Coordinate annotation records
+---+

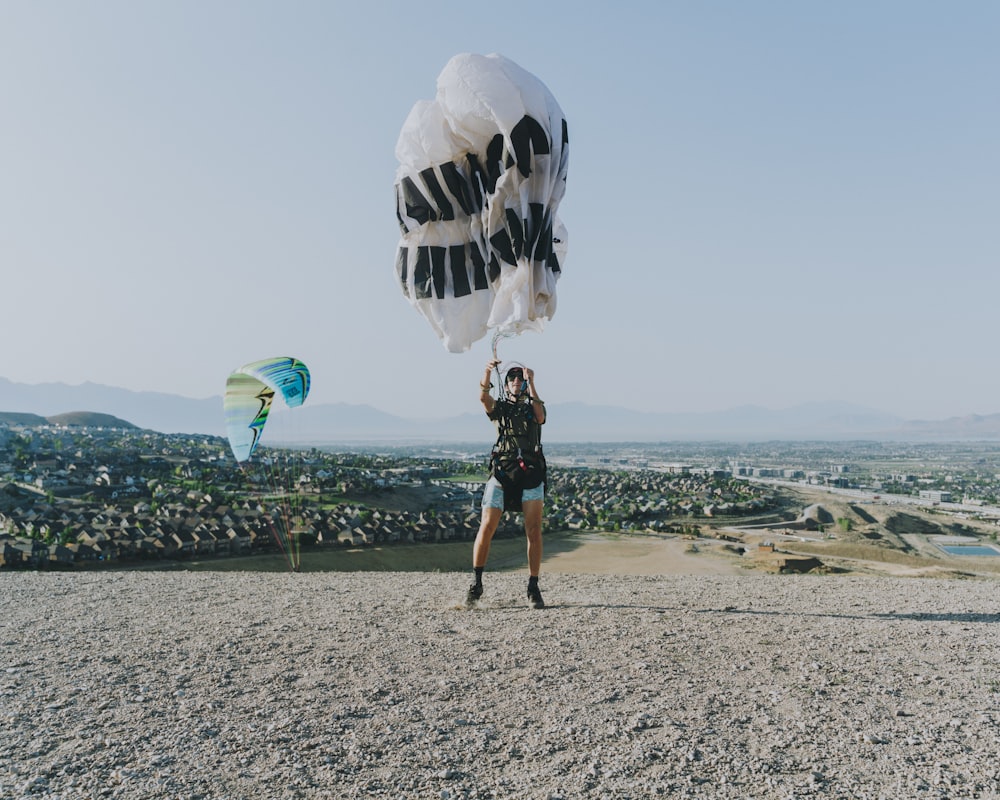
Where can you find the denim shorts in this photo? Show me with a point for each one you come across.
(493, 494)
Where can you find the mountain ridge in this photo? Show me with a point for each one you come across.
(574, 421)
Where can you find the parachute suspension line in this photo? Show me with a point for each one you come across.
(497, 336)
(274, 499)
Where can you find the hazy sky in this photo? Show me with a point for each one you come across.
(768, 203)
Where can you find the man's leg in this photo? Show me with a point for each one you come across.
(487, 527)
(532, 510)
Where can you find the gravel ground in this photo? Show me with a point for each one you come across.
(351, 685)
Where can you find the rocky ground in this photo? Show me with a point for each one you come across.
(351, 685)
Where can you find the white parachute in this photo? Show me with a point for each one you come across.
(482, 169)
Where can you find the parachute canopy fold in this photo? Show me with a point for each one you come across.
(482, 170)
(249, 392)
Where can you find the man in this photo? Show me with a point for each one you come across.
(518, 416)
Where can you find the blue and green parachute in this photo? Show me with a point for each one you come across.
(249, 392)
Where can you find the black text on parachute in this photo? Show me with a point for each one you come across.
(482, 169)
(250, 391)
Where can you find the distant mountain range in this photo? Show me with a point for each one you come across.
(338, 423)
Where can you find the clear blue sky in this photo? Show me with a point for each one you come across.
(768, 203)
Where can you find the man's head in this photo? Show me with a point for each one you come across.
(514, 373)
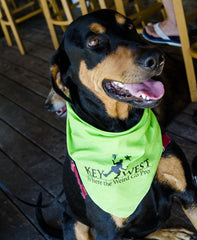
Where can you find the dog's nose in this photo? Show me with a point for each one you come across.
(151, 59)
(48, 105)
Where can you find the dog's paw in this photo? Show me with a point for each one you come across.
(172, 234)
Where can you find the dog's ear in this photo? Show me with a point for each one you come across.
(60, 65)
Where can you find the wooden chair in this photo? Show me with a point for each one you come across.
(142, 13)
(189, 52)
(55, 18)
(7, 18)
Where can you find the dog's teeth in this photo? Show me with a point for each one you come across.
(119, 84)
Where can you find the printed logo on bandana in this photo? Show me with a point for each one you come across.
(120, 171)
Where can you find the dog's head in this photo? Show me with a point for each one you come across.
(102, 56)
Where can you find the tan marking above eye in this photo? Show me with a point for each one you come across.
(120, 19)
(93, 42)
(97, 28)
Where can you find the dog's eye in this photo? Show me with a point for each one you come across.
(93, 42)
(130, 26)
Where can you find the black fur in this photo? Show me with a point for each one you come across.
(155, 208)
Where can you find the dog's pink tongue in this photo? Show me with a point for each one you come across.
(150, 88)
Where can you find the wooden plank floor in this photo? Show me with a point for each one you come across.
(32, 140)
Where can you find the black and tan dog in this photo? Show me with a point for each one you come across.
(108, 70)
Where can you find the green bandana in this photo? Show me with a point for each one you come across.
(117, 169)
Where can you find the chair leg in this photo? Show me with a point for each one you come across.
(189, 66)
(51, 27)
(56, 11)
(5, 30)
(13, 27)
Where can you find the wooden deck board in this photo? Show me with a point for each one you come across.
(32, 140)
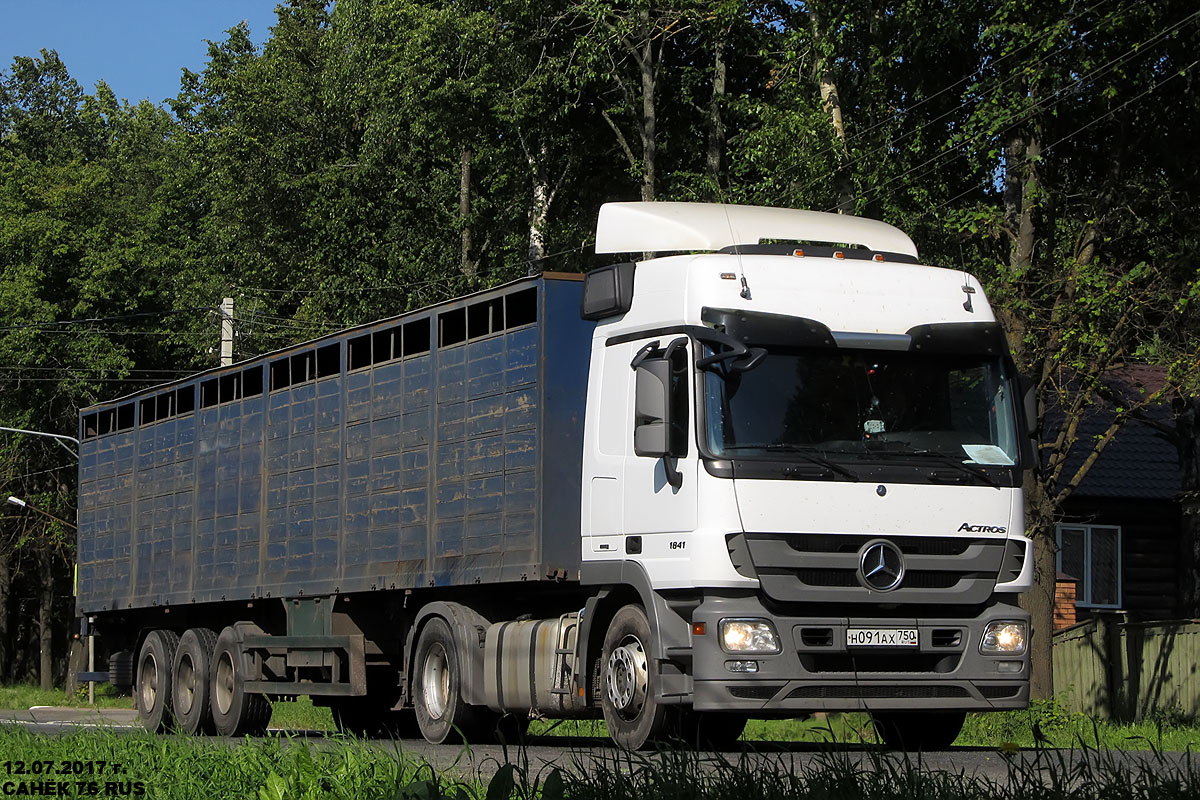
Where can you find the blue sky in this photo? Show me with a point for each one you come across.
(138, 47)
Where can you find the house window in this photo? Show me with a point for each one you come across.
(1092, 555)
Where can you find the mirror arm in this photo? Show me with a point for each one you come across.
(675, 477)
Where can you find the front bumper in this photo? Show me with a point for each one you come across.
(817, 672)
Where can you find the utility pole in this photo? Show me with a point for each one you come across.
(226, 331)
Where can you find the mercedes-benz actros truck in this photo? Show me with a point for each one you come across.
(773, 470)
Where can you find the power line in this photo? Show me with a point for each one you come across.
(1019, 116)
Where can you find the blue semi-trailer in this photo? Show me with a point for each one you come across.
(658, 493)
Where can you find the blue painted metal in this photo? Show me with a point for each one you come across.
(442, 463)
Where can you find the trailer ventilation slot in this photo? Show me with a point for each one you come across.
(487, 317)
(755, 692)
(857, 691)
(388, 344)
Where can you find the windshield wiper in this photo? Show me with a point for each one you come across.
(952, 461)
(803, 452)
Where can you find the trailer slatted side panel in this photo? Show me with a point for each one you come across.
(401, 455)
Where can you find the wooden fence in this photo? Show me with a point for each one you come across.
(1128, 671)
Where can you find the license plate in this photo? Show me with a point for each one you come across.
(881, 637)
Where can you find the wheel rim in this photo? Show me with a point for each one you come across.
(436, 681)
(627, 678)
(223, 684)
(185, 685)
(149, 681)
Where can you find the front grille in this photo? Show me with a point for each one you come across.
(823, 567)
(894, 662)
(763, 692)
(946, 637)
(907, 545)
(855, 691)
(816, 637)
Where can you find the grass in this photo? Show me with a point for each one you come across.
(1045, 722)
(283, 768)
(23, 696)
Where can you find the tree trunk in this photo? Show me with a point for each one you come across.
(831, 101)
(77, 662)
(649, 119)
(1020, 204)
(5, 593)
(1039, 600)
(715, 124)
(46, 624)
(469, 268)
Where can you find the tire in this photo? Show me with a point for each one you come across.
(191, 680)
(151, 693)
(235, 711)
(918, 731)
(369, 717)
(442, 714)
(634, 717)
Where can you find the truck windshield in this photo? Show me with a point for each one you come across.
(861, 402)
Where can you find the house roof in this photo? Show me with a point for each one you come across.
(1140, 462)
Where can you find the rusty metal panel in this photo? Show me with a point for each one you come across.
(420, 459)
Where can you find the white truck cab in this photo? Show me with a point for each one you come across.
(811, 455)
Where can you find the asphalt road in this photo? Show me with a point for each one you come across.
(587, 755)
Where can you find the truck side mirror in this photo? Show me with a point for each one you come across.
(652, 408)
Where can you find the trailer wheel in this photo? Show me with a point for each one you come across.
(918, 731)
(437, 686)
(634, 717)
(153, 689)
(370, 717)
(235, 711)
(191, 680)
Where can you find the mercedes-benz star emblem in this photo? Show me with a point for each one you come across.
(881, 565)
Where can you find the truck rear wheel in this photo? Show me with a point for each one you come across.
(627, 693)
(235, 711)
(153, 690)
(190, 680)
(437, 686)
(918, 731)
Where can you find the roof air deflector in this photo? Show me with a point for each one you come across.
(659, 227)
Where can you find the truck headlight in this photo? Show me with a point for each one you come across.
(749, 636)
(1003, 639)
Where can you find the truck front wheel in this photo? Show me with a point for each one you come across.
(437, 686)
(235, 711)
(154, 680)
(918, 731)
(635, 720)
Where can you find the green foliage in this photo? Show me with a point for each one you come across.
(373, 157)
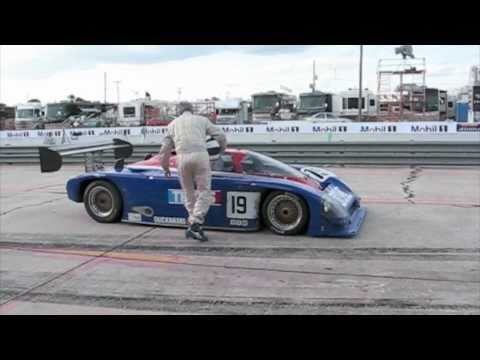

+---+

Task prompt: Gather every line of the items above that contains the word "wheel" and copy each one out in full.

The output:
Where can you find the wheel rim in this photo? Show me with a point for each one you come across.
Where can you find the trailer wheel in this photo? Show me with a point for each one you come across.
Where can you find the truck rear wheel in this photo? Show me with a point for each one you come across.
Where can you find the truck front wheel in this photo? Show me with a point for each one you come across.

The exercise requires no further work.